#### Task objective
Extract every line of the material below that contains the word "black". Case counts.

#### Data shown
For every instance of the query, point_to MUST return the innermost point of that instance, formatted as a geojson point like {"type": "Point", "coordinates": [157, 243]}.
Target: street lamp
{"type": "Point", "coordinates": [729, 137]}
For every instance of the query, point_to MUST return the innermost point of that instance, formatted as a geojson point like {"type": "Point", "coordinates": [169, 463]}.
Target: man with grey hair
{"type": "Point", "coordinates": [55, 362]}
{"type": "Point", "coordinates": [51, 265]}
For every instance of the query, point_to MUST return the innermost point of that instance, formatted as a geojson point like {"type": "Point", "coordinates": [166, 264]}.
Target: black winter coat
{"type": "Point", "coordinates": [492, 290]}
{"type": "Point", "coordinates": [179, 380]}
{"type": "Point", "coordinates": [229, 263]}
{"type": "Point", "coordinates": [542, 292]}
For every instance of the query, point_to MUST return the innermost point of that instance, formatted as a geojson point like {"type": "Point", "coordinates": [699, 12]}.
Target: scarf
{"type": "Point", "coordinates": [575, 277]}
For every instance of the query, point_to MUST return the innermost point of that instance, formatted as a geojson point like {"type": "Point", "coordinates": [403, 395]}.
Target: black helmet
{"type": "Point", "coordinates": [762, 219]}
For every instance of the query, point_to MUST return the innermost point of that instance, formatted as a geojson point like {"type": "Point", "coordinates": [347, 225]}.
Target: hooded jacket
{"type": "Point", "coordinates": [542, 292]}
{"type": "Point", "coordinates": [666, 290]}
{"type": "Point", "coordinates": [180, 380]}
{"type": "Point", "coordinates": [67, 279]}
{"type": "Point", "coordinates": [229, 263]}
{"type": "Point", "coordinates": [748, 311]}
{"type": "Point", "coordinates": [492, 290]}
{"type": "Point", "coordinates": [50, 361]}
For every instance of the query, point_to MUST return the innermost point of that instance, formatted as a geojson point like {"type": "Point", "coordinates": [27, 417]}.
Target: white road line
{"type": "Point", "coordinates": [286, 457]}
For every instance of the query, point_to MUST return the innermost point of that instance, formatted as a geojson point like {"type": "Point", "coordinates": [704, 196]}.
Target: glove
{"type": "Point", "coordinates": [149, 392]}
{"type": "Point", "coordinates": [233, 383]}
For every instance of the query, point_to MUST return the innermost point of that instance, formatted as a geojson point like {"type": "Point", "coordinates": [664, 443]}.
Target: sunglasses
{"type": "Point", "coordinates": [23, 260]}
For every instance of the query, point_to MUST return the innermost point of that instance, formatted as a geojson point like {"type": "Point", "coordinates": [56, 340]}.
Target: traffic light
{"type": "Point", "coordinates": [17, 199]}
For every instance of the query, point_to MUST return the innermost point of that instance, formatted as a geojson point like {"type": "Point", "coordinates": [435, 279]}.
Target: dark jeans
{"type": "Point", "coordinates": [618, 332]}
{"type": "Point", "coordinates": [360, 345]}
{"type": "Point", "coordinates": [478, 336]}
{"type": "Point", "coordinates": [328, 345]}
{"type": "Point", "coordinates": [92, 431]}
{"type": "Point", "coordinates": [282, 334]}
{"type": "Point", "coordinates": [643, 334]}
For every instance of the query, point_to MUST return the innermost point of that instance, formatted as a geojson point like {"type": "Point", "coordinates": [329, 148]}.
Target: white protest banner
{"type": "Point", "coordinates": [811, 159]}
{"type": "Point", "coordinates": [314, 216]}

#### Task response
Target: black winter coat
Target: black helmet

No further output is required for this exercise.